# PROBLEM DETAILS:
Pick out the lines below that contain the string "vest" and copy them all.

# MATERIAL FOR THIS EXERCISE:
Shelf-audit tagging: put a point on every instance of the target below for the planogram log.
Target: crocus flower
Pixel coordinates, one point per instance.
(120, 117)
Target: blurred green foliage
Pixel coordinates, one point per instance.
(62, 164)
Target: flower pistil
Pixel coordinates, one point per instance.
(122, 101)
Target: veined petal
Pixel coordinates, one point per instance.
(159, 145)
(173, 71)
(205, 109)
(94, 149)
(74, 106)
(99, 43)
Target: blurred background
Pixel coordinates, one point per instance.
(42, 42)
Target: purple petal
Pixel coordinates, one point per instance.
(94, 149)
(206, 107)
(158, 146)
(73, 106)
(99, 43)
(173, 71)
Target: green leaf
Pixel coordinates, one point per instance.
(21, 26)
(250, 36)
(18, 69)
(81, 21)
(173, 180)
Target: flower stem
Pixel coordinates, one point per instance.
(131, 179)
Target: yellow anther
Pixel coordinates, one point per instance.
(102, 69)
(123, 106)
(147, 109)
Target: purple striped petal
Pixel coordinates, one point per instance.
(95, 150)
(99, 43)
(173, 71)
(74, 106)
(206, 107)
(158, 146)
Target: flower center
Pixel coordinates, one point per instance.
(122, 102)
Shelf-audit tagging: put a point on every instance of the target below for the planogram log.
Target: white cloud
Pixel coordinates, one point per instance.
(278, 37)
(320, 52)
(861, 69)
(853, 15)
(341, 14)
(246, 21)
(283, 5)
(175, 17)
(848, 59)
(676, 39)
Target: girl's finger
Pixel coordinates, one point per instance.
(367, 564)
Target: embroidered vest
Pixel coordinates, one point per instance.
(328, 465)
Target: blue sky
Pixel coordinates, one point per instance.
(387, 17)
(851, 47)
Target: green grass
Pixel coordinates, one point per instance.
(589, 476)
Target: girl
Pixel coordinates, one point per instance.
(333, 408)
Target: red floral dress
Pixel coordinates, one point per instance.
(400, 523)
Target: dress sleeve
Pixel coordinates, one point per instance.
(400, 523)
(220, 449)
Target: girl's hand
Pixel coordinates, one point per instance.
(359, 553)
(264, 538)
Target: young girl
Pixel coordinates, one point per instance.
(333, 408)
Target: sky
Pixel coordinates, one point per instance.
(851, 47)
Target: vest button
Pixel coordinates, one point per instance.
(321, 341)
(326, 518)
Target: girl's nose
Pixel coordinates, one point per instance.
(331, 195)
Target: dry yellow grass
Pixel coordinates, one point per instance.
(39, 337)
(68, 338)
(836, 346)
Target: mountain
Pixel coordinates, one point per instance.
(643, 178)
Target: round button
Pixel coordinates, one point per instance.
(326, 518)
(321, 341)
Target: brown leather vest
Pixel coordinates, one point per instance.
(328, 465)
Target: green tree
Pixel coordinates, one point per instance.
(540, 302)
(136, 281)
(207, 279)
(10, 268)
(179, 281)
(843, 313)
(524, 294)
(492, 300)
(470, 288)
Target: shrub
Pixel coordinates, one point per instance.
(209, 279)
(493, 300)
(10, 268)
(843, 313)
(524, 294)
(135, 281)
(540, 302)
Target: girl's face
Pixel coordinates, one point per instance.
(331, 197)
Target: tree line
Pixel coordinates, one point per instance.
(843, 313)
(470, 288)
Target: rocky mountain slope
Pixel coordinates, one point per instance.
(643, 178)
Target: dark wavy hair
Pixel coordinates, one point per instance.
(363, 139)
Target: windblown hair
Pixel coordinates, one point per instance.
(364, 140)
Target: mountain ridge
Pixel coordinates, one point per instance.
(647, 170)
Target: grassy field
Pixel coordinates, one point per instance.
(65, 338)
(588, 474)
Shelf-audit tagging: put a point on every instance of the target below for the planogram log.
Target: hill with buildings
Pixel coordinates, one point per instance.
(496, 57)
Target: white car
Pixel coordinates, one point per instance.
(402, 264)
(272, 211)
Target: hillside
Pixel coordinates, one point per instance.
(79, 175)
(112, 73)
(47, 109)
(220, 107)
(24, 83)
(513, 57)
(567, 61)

# SOLUTION FOR THIS TASK:
Target: embroidered vest
Target: vest button
Target: brown leather vest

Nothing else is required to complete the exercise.